> **Task prompt**:
Exactly and only the lines from the one containing "up the door" through the close of the entries below are to be set down.

> **Exercise material**:
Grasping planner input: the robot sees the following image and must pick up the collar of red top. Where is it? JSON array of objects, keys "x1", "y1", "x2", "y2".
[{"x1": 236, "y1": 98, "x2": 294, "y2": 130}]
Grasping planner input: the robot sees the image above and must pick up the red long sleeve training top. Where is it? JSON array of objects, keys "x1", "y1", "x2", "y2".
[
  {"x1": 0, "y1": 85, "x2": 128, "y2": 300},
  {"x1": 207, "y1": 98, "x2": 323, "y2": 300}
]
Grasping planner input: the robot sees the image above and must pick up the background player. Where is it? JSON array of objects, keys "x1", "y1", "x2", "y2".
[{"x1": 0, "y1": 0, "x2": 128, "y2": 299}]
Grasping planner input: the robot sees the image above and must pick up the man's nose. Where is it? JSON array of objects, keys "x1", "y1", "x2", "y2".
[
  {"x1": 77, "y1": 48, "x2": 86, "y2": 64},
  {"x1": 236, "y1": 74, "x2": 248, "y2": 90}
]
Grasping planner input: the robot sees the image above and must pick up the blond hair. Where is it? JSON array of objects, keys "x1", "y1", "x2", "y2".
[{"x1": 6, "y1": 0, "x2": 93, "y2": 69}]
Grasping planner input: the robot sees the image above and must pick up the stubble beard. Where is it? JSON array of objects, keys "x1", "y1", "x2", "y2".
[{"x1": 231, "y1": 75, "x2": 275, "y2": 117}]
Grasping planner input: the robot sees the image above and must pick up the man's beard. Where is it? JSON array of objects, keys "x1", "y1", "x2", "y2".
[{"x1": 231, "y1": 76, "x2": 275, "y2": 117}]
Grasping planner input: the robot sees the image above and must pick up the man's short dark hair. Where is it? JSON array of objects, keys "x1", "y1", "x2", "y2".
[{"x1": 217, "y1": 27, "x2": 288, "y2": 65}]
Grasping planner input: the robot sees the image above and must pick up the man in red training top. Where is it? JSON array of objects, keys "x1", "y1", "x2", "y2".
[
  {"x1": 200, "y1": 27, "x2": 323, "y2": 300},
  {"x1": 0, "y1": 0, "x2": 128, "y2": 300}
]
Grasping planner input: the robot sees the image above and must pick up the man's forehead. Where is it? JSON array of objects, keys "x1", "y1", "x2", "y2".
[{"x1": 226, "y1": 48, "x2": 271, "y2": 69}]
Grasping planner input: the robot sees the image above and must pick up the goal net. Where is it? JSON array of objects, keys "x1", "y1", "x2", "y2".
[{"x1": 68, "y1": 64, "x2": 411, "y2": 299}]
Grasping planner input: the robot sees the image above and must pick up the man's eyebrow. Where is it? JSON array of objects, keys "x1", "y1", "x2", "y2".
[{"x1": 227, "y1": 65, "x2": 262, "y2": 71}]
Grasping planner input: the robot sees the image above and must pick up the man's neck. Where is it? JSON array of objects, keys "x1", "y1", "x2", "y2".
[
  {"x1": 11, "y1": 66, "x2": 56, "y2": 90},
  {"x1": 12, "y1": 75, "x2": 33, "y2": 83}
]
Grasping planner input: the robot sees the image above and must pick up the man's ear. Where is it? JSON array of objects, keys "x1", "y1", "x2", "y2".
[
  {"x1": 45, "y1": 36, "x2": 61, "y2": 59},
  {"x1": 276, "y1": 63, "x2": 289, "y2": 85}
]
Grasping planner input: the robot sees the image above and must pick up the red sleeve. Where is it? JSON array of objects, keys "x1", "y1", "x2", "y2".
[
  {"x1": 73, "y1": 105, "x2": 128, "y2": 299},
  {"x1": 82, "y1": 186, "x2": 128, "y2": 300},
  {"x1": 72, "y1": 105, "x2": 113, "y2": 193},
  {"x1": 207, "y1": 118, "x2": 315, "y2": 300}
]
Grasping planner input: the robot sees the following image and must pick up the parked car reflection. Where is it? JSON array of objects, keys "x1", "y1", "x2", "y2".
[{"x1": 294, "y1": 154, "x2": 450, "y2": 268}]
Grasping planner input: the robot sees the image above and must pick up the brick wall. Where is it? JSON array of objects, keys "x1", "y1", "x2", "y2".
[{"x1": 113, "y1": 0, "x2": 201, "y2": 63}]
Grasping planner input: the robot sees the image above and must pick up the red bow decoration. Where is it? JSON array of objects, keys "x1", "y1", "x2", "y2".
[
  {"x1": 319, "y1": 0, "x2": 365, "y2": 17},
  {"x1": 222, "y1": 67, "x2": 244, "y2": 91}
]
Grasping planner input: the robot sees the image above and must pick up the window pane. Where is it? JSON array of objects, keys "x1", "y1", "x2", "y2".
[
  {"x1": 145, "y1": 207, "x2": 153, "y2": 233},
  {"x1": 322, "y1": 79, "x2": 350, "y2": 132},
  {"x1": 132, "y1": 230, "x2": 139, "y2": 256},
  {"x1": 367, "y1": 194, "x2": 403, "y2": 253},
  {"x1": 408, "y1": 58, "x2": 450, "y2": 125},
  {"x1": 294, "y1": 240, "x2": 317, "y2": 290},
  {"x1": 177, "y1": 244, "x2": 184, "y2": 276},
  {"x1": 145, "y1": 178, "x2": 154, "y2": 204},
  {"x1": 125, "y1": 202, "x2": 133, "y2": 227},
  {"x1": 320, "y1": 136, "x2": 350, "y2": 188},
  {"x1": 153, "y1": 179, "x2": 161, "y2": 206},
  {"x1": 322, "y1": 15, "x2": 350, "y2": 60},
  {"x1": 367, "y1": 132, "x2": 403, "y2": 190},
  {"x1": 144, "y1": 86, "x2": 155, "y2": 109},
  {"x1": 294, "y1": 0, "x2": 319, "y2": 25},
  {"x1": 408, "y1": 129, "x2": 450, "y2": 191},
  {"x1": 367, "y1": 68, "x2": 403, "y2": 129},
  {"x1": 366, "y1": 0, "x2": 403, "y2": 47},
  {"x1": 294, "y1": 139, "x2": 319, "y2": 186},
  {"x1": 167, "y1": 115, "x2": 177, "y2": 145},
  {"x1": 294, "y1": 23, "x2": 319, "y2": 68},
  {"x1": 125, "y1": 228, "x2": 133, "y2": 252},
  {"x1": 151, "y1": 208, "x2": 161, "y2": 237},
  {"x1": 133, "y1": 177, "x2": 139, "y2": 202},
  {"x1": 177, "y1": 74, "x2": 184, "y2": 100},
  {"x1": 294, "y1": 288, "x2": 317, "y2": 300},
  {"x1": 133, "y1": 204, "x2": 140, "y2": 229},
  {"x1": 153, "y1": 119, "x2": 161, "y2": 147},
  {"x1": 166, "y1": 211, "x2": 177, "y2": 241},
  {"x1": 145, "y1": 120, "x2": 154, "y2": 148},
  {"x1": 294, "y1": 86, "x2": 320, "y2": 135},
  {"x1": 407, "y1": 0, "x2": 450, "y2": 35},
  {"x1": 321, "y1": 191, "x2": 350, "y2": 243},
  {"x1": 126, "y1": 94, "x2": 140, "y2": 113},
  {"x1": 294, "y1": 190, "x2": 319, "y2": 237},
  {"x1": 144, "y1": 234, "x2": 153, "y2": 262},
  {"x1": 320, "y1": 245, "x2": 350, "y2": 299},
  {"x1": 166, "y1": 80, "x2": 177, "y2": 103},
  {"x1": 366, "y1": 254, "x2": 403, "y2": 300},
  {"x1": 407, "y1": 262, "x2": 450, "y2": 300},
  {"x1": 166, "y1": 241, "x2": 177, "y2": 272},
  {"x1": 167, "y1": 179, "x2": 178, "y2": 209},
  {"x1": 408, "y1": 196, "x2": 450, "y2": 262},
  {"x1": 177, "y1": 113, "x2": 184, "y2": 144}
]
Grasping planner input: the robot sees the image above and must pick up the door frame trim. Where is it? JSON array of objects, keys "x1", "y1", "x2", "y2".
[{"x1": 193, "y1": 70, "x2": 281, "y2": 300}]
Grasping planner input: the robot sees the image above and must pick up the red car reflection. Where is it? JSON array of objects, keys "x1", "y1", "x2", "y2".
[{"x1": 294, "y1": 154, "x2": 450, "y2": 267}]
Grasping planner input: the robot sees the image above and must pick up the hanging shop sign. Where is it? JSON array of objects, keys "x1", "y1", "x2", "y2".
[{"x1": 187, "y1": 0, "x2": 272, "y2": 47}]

> **Expected answer**:
Grasping planner input: the robot sees the image above and must pick up the door frame trim. Where is it? JSON array of objects, keys "x1", "y1", "x2", "y2".
[{"x1": 193, "y1": 70, "x2": 281, "y2": 300}]
Grasping planner input: the robot sees the image above and must pick up the red car reflection. Where is it? JSON array of objects, keys "x1", "y1", "x2", "y2".
[{"x1": 294, "y1": 154, "x2": 450, "y2": 267}]
Grasping planner input: the robot sees the image above and must pick up the hanging shop sign. Where is it? JSON array of objects, keys "x1", "y1", "x2", "y2".
[{"x1": 187, "y1": 0, "x2": 272, "y2": 47}]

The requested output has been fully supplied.